(Records contained in a dataset)
--- --- ---

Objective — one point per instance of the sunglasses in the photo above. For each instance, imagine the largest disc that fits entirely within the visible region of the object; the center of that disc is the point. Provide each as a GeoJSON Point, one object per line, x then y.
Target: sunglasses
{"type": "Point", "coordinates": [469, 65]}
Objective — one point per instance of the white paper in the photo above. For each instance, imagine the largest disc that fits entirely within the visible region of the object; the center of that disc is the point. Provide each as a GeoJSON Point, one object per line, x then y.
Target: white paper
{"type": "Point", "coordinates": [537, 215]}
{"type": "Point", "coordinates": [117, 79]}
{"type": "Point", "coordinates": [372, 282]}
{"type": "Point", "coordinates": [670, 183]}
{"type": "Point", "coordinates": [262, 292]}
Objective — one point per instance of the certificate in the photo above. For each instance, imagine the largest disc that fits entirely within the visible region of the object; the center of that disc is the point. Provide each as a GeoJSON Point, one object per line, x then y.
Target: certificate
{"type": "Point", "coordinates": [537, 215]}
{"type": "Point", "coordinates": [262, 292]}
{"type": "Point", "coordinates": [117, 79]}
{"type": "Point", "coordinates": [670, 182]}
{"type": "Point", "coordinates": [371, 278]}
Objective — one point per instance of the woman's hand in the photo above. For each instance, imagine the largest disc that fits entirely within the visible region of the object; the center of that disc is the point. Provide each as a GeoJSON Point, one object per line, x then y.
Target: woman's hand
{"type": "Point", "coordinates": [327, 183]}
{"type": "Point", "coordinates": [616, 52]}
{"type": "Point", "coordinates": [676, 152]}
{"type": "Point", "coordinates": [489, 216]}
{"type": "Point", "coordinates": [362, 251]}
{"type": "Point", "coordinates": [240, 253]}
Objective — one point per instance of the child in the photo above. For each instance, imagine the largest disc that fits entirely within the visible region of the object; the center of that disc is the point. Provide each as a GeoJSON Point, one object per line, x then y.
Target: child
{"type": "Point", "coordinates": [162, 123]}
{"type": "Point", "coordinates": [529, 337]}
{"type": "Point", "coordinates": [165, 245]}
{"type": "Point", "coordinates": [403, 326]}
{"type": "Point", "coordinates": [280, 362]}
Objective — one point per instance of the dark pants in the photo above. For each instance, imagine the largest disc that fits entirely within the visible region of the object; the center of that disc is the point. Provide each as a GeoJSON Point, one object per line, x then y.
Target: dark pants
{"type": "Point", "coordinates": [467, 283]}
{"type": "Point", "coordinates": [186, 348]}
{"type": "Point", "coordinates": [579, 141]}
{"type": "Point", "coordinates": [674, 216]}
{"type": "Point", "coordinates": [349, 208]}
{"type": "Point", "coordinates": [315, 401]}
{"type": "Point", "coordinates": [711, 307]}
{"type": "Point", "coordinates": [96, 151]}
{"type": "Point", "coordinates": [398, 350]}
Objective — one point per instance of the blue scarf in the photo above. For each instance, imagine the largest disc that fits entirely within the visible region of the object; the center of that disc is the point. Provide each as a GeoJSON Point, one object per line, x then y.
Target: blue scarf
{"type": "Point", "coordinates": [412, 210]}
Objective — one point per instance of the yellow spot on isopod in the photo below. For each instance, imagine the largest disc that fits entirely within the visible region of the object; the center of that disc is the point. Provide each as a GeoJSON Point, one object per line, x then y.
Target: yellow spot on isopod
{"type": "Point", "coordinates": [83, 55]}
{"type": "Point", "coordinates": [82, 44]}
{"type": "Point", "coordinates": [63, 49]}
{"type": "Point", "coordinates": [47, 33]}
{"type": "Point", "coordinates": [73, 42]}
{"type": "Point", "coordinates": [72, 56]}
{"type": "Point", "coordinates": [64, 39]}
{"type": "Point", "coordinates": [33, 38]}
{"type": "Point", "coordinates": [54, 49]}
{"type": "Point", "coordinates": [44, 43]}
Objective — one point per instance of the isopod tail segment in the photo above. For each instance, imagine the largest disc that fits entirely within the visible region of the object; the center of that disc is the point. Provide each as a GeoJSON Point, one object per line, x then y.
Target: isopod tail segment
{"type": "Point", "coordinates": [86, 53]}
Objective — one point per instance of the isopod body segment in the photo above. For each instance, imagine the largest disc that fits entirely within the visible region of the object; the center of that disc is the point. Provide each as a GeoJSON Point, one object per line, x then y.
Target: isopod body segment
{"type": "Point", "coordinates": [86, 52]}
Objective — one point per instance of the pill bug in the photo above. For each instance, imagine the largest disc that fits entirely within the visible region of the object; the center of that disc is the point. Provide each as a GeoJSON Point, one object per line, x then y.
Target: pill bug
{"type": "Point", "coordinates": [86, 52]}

--- --- ---

- **Instruction**:
Extract every line above exactly as it stands.

- **Answer to this exercise**:
Objective — one point per instance of the sunglasses in the photo above. For each instance, imagine the largest disc that fits entirely within the visible region of the object; the center of that disc is the point. Provide each as a GeoJSON Point, one object per line, x then y.
Target: sunglasses
{"type": "Point", "coordinates": [469, 65]}
Objective — one point per instance of the white paper in the photo above. For each instance, imagine the largest disc that fits entirely within the visible region of the object; the center of that disc is the point. Provide each as a GeoJSON Point, one object per line, x then y.
Target: white paper
{"type": "Point", "coordinates": [537, 215]}
{"type": "Point", "coordinates": [117, 79]}
{"type": "Point", "coordinates": [372, 282]}
{"type": "Point", "coordinates": [670, 183]}
{"type": "Point", "coordinates": [262, 292]}
Objective — one point per instance of the certificate in the photo above. For each instance, imagine the largest disc that fits entirely within the visible region of the object; the center of that disc is the point. Provide each as a GeoJSON Point, one object per line, x then y.
Target: certificate
{"type": "Point", "coordinates": [537, 215]}
{"type": "Point", "coordinates": [262, 292]}
{"type": "Point", "coordinates": [117, 79]}
{"type": "Point", "coordinates": [670, 182]}
{"type": "Point", "coordinates": [371, 278]}
Objective — one point per instance of the woman's hand in the photo above. For each instance, imagine the largest disc that fits entirely within the visible region of the object; the center of that disc is the point. Provide each as a GeoJSON Point, one object per line, x then y.
Target: woman's hand
{"type": "Point", "coordinates": [327, 183]}
{"type": "Point", "coordinates": [616, 52]}
{"type": "Point", "coordinates": [676, 152]}
{"type": "Point", "coordinates": [489, 216]}
{"type": "Point", "coordinates": [362, 251]}
{"type": "Point", "coordinates": [240, 253]}
Objective — one point per instance of the child in the photo above. For each instance, imagine the largest disc that fits entirely within the visible region of the object; the center of that disc is the point. Provide each as a GeoJSON Point, one object per line, x then y.
Target: child
{"type": "Point", "coordinates": [162, 123]}
{"type": "Point", "coordinates": [529, 337]}
{"type": "Point", "coordinates": [165, 245]}
{"type": "Point", "coordinates": [403, 326]}
{"type": "Point", "coordinates": [280, 362]}
Objective — one point per instance of the dark pants in the photo above. For each instance, imagine the largest disc that fits entirely within the visible region of the object; the center of that disc is the point. Provide each as a GeoJSON Point, one object per line, x then y.
Target: dark pants
{"type": "Point", "coordinates": [467, 283]}
{"type": "Point", "coordinates": [186, 348]}
{"type": "Point", "coordinates": [579, 141]}
{"type": "Point", "coordinates": [674, 216]}
{"type": "Point", "coordinates": [349, 208]}
{"type": "Point", "coordinates": [315, 401]}
{"type": "Point", "coordinates": [711, 307]}
{"type": "Point", "coordinates": [96, 151]}
{"type": "Point", "coordinates": [398, 350]}
Objective — one point per instance of the blue scarf in the photo above. For each instance, imagine the largest disc that fits entirely within the visible region of the object; the center of that disc is the point. Provide each as a GeoJSON Point, one object per line, x then y.
Target: blue scarf
{"type": "Point", "coordinates": [412, 210]}
Objective — one point per instance of the yellow spot on isopod in the photo below. For each instance, imagine the largest disc that fits entirely within the visible region of the object; the center of that disc is the point. Provide each as a GeoJSON Point, one object per line, x then y.
Target: yellow spot on isopod
{"type": "Point", "coordinates": [83, 55]}
{"type": "Point", "coordinates": [82, 44]}
{"type": "Point", "coordinates": [63, 49]}
{"type": "Point", "coordinates": [47, 33]}
{"type": "Point", "coordinates": [73, 42]}
{"type": "Point", "coordinates": [72, 56]}
{"type": "Point", "coordinates": [64, 39]}
{"type": "Point", "coordinates": [33, 38]}
{"type": "Point", "coordinates": [54, 49]}
{"type": "Point", "coordinates": [44, 43]}
Objective — one point per instance of the isopod tail segment in the photo above. For each instance, imagine the largest disc that fits entirely within the visible region of the object; the center of that disc is the point. Provide each as a GeoJSON Point, one object per line, x then y.
Target: isopod tail segment
{"type": "Point", "coordinates": [86, 53]}
Objective — one point per instance of the isopod body segment in the photo above. For each instance, imagine the largest disc that fits entirely within the visible region of the object; the center of that disc is the point. Provide each as a GeoJSON Point, one object per line, x then y.
Target: isopod body segment
{"type": "Point", "coordinates": [86, 52]}
Objective — one point per instance of the pill bug in the photo above. For each instance, imagine the largest disc that fits entirely within the visible region of the object; the center of that disc is the point. Provide each as a GeoJSON Point, one object per line, x then y.
Target: pill bug
{"type": "Point", "coordinates": [86, 52]}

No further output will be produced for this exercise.